#### RECORDS PROVIDED
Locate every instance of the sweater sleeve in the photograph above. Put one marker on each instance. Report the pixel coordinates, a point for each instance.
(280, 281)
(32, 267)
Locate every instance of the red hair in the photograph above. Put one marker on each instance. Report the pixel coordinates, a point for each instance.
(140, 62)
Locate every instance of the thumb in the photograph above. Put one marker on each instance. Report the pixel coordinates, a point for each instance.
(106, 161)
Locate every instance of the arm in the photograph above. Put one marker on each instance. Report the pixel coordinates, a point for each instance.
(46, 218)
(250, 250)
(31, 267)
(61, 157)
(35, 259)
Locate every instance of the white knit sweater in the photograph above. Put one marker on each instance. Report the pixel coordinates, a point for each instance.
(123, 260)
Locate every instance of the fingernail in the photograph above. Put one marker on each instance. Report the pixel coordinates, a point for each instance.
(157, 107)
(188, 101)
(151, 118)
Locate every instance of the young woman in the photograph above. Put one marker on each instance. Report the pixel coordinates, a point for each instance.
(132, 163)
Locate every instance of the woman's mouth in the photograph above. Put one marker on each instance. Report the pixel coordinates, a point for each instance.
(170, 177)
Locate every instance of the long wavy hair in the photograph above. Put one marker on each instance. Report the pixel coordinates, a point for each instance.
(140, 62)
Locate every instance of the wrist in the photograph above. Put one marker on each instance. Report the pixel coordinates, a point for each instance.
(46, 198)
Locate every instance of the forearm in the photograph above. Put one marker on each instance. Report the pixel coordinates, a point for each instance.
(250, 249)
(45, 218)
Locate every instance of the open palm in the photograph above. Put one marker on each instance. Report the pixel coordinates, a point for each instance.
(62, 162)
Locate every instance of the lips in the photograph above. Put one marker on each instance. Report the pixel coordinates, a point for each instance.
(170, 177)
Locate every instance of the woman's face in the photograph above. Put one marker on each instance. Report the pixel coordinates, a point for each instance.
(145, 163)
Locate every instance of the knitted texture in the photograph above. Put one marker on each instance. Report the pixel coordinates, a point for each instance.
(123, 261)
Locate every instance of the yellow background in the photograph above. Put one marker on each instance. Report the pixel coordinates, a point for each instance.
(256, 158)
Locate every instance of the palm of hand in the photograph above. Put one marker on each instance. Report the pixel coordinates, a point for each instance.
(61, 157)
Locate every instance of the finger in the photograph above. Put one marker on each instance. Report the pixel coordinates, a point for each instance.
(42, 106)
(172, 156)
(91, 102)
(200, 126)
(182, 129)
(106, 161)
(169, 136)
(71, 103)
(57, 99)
########
**BRIEF**
Only an exact transcription of all the records above counts as an answer.

**RESULT OF THIS EXERCISE**
Locate every instance of the sweater sleeve in the photograph above. Put one marker on each instance. Report the pixel coordinates, a point for each instance.
(280, 281)
(32, 267)
Locate every instance of the red hair in the photograph above. Put one marker on each instance. Report the pixel coordinates, a point for each instance.
(140, 62)
Locate every instance of the thumb in the photograph above. Put one marker on each instance. Report the pixel coordinates, a point for each instance.
(106, 161)
Locate every instance of the arm in the photograph above. Put one marker on each instance. Report the pixel coordinates, a point for each instance.
(46, 218)
(250, 250)
(31, 267)
(61, 157)
(35, 259)
Locate every instance of the white knit sweater in the photograph above. Put one marker on each instance. Report the pixel coordinates, a point for each instance.
(123, 260)
Locate every instance of the fingernail in the photograph above. Put one marker on each instance. Report the pixel coordinates, a point for each instance.
(157, 107)
(188, 101)
(151, 118)
Locate every instance of the young woman in the photograph above. Put one marker on each instance. Report the pixel coordinates, a point for each instance.
(132, 163)
Locate every instance of the woman's mouth in the photograph above. Put one marker on each instance. Report the pixel coordinates, a point for each instance.
(170, 177)
Locate every instance of the long wavy hair in the photograph above. Put one marker on each instance. Report the pixel coordinates, a point for each instance.
(140, 62)
Locate every instance of the wrist in the photograph above. Put one marker on each instance. Report the pixel coordinates, a point for each instance.
(46, 198)
Locate every instance of the forearm in the photograph above. Put one marker on each instance. Report the pixel coordinates, a point for each instance.
(250, 249)
(45, 218)
Locate every instance of the open palm in the photograph above. Put one marker on each instance. Report the pixel coordinates, a point for each instance.
(62, 162)
Locate every instance of the lips in the photograph above. Put one marker on each instance. Report the pixel coordinates, a point for each instance.
(170, 177)
Locate every instance of the woman's face in the photograph above. Put one marker on each instance. Report the pixel coordinates, a point for each instance.
(145, 163)
Locate every instance of the knitted texture in the photograph above. Put one marker on each instance. Report the pixel coordinates, a point for each instance.
(123, 261)
Locate every instance of the yellow background in the photograph above. Put one marker on each instance. Report the pixel coordinates, a point for each instance.
(256, 158)
Locate every instance of the palm of hand in the photograph above. Put one marker on each instance. Report the pixel coordinates, a point for each instance.
(61, 157)
Locate every instance of the finger in the photograph above. Put one marker on each instance. Report the pixel coordinates, a point for each instance.
(42, 106)
(172, 156)
(91, 102)
(200, 126)
(182, 129)
(106, 161)
(169, 136)
(71, 103)
(57, 99)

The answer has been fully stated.